» **Records of labeled points**:

:::

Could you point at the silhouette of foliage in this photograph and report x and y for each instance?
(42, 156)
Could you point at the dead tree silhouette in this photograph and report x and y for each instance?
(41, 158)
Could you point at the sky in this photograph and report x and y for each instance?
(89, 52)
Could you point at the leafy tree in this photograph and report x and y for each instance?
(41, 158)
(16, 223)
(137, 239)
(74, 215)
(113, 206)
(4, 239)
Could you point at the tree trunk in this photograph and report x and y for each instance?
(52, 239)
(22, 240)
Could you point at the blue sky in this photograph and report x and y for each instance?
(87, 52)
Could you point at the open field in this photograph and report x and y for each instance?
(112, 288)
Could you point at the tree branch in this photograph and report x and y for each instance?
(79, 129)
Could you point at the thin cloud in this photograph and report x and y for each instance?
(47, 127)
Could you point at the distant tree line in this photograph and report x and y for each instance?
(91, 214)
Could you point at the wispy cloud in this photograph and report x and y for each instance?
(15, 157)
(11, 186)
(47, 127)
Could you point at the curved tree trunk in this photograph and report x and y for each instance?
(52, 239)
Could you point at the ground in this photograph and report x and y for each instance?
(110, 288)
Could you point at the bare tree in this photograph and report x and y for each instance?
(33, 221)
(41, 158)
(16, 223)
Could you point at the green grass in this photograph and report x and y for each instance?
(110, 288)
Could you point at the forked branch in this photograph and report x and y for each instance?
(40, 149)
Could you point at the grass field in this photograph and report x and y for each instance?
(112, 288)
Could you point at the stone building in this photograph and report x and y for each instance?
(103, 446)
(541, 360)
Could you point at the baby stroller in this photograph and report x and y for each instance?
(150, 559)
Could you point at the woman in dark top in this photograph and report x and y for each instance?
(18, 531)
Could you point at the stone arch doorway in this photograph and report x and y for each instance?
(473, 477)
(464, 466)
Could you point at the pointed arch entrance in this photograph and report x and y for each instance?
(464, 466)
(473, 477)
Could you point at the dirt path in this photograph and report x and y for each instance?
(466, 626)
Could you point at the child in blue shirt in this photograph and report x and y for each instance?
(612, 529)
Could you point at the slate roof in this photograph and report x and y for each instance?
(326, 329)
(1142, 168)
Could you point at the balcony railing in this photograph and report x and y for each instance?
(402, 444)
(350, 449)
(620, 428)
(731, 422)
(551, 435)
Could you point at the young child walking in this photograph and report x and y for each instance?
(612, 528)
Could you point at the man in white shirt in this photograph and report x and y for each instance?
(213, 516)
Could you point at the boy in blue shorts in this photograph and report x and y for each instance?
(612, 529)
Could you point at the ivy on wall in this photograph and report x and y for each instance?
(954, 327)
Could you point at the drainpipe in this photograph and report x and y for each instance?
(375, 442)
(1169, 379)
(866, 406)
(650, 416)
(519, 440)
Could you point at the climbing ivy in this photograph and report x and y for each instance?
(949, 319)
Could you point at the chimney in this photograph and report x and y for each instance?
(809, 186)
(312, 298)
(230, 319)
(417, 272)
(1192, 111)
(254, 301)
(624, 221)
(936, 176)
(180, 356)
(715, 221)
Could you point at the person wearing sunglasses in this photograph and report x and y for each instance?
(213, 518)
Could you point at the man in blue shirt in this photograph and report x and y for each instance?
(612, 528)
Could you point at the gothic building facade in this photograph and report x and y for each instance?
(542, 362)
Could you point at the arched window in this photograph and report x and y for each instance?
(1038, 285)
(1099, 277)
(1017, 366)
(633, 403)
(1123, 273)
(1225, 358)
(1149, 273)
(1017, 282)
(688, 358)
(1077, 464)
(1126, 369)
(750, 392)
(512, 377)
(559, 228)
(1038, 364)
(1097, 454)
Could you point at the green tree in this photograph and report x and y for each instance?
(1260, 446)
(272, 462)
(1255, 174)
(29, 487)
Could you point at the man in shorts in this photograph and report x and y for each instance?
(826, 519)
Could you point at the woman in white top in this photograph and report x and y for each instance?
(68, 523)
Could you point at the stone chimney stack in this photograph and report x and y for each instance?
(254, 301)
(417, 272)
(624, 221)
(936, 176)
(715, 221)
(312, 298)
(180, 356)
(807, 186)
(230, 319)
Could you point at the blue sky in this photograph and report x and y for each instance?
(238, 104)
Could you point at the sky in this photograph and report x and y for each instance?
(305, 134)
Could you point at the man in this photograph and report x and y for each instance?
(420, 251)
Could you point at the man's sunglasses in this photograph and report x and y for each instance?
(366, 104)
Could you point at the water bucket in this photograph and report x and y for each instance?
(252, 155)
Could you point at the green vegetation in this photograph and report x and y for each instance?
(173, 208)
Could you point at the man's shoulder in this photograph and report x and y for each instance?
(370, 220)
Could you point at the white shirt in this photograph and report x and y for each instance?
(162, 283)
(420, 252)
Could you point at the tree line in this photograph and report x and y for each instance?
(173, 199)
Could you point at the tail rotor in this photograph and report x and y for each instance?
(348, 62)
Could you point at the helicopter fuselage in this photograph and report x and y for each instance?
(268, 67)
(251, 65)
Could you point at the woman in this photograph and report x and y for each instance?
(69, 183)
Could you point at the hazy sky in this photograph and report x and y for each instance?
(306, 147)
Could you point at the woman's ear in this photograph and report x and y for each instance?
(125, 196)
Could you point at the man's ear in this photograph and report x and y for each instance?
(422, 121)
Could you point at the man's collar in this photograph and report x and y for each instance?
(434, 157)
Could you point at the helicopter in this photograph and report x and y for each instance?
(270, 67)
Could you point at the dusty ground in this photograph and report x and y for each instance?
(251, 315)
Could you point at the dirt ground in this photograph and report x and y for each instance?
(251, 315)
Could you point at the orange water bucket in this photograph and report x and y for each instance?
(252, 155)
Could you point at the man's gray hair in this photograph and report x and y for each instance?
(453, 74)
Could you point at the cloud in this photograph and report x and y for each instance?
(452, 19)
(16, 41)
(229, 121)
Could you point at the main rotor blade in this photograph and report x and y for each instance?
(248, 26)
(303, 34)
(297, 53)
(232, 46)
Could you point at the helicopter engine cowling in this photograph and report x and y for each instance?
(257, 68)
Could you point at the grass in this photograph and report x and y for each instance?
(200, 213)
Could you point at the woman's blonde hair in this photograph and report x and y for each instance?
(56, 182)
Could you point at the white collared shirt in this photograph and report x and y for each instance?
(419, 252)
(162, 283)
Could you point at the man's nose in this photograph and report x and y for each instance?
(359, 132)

:::

» **WHAT IS REQUIRED**: Restate every line of the data word for word.

» **RESULT OF THIS EXERCISE**:
Could you point at the silhouette of foliage in this photograph and report x and y for each instance?
(42, 156)
Could you point at the dead tree silhouette in this photograph and report x and y for each instance?
(41, 158)
Could you point at the sky in this photograph and report x and y for each instance?
(89, 52)
Could you point at the leafy tree in this photograph and report x and y for each instance?
(41, 158)
(16, 223)
(137, 239)
(74, 215)
(113, 206)
(4, 239)
Could you point at the tree trunk in this photograph and report x and y for each instance?
(52, 239)
(22, 240)
Could you point at the blue sky in this photograph and report x and y for each instance?
(87, 52)
Could you point at the open field in this photograph and report x and y for each instance?
(112, 288)
Could you point at the tree branch in this photograph and report x and y for each instance?
(79, 129)
Could you point at the thin cloud in this photograph and report x and y for each instance?
(47, 127)
Could you point at the distant tree line in this photograph and report x and y for each instance?
(91, 214)
Could you point at the wispy cloud in this photograph and report x and y for each instance?
(15, 157)
(11, 186)
(47, 127)
Could you point at the curved tree trunk in this photograph and report x and y for each instance?
(52, 239)
Could you point at the ground in this photograph and report x and y for each instance?
(110, 288)
Could you point at the bare tree in this photograph and report x and y for each instance?
(33, 221)
(41, 158)
(16, 223)
Could you point at the green grass in this photograph and report x and y for each instance?
(110, 288)
Could you point at the forked branch in this photograph and report x and y for each instance?
(40, 149)
Could you point at the grass field in this photograph and report x and y for each instance?
(112, 288)
Could you point at the stone building in this photograph and report x and y for each instance?
(103, 446)
(541, 360)
Could you point at the baby stroller in this photograph and report x and y for each instance?
(150, 559)
Could you point at the woman in dark top in this photograph and report x and y for each instance?
(18, 531)
Could you point at the stone arch doorway in this photograph and report x and y for each instance?
(473, 477)
(464, 466)
Could you point at the pointed arch entrance in this photograph and report x and y for each instance?
(464, 466)
(473, 477)
Could you point at the dirt path in this photograph and report x and y for each instance?
(466, 626)
Could you point at the child in blue shirt in this photograph and report x and y for each instance?
(612, 529)
Could you point at the slate roof in this photograph and report x and y for each instance?
(326, 329)
(1142, 168)
Could you point at the balcony railing in this photograph and report x and y for each instance?
(402, 444)
(350, 449)
(620, 428)
(731, 422)
(551, 435)
Could you point at the young child walking in this photograph and report x and y for each instance?
(612, 528)
Could you point at the man in white shirt in this photograph and report x and y for each instance?
(213, 516)
Could you point at the boy in blue shorts in this photograph and report x and y for each instance?
(612, 529)
Could you point at the ivy on wall in this photograph and report x and y for each instance?
(954, 327)
Could you point at the drainpipe in this photograph and report x and y for each instance?
(375, 442)
(1169, 379)
(866, 406)
(650, 416)
(519, 440)
Could you point at the climbing ivy in this photograph and report x and y for each instance?
(949, 319)
Could you point at the chimney in this photograph and report x and y for each instance?
(809, 186)
(312, 298)
(230, 319)
(417, 272)
(1192, 111)
(254, 301)
(624, 221)
(936, 176)
(180, 356)
(715, 221)
Could you point at the person wearing sunglasses in this photograph and report x and y for each instance?
(213, 518)
Could you point at the man in blue shirt in this photograph and report x and y for each instance?
(612, 528)
Could you point at the gothic building facade in this photograph and report x and y for each instance?
(542, 362)
Could you point at the arched window in this photograph and report x and y for each instance?
(1038, 285)
(1099, 277)
(1017, 366)
(633, 403)
(1123, 273)
(1225, 358)
(1149, 273)
(1017, 282)
(688, 358)
(1077, 464)
(1126, 369)
(750, 392)
(512, 377)
(559, 228)
(1038, 364)
(1097, 454)
Could you point at the green tree in this photograph and report x and y for each instance?
(1260, 446)
(272, 462)
(1255, 174)
(29, 487)
Could you point at the man in shorts in this photograph and report x and y for each instance?
(826, 519)
Could you point at the woman in white top in this photograph and report x and y for each instance?
(68, 523)
Could you point at the stone chimney stack in this photograph and report x and y for each instance?
(254, 301)
(417, 272)
(624, 221)
(936, 176)
(715, 221)
(312, 298)
(180, 356)
(807, 186)
(230, 319)
Could you point at the blue sky in this photograph and report x and y for each instance?
(238, 104)
Could you point at the sky in this photograph and report x and y for each instance?
(305, 134)
Could you point at the man in this photograph and report x and y for each instance?
(420, 251)
Could you point at the man's sunglasses in this photograph and report x and y for each instance?
(366, 104)
Could you point at the water bucket in this photograph and report x and y for each instance?
(252, 155)
Could you point at the green vegetation in this photograph and report x and y for each instance?
(173, 208)
Could you point at the man's shoulder in this photograph and report x and y for each instance?
(370, 220)
Could you point at the white shirt in this photograph and report x and y for each instance?
(162, 283)
(420, 252)
Could you point at the tree line in this photograph and report x and y for each instance?
(173, 199)
Could you point at the tail rotor in this photograph and report x and y for each instance?
(348, 62)
Could you point at the helicopter fuselage in this photograph and report x and y for each instance?
(268, 67)
(251, 65)
Could you point at the woman in this photograph and report x and y for each instance?
(69, 183)
Could you point at the hazy sky in this photograph and report x and y for each instance?
(306, 147)
Could you point at the woman's ear in this photograph and report x and y for each instance?
(125, 196)
Could you point at the man's ear in this photograph and report x and y for each instance?
(422, 121)
Could you point at the man's collar in this photograph and report x and y for each instance?
(434, 157)
Could you point at the helicopter in this photograph and report x and y for each instance?
(270, 67)
Could you point at the dusty ground in this photograph and report x and y for each instance?
(251, 315)
Could you point at the dirt ground in this photograph and report x and y for each instance?
(251, 315)
Could you point at the orange water bucket in this photograph and report x and y for each instance?
(252, 155)
Could you point at the man's gray hair in this photograph and report x and y for each instance?
(453, 74)
Could you point at the cloud in this photograph and report x and y for each instance?
(452, 19)
(16, 41)
(229, 121)
Could you point at the main rotor blade in this photograph and report x and y for each instance?
(248, 26)
(303, 34)
(297, 53)
(232, 46)
Could you point at the helicopter engine cowling in this photograph and report x and y for each instance?
(257, 68)
Could you point at the grass in this photograph and report x and y for each instance?
(200, 213)
Could you point at the woman's blonde hair in this photograph and report x and y for each instance?
(56, 182)
Could you point at the white collared shirt in this photograph and report x and y for each instance?
(419, 252)
(162, 283)
Could you point at the man's nose in this photograph and report x and y for each instance?
(359, 132)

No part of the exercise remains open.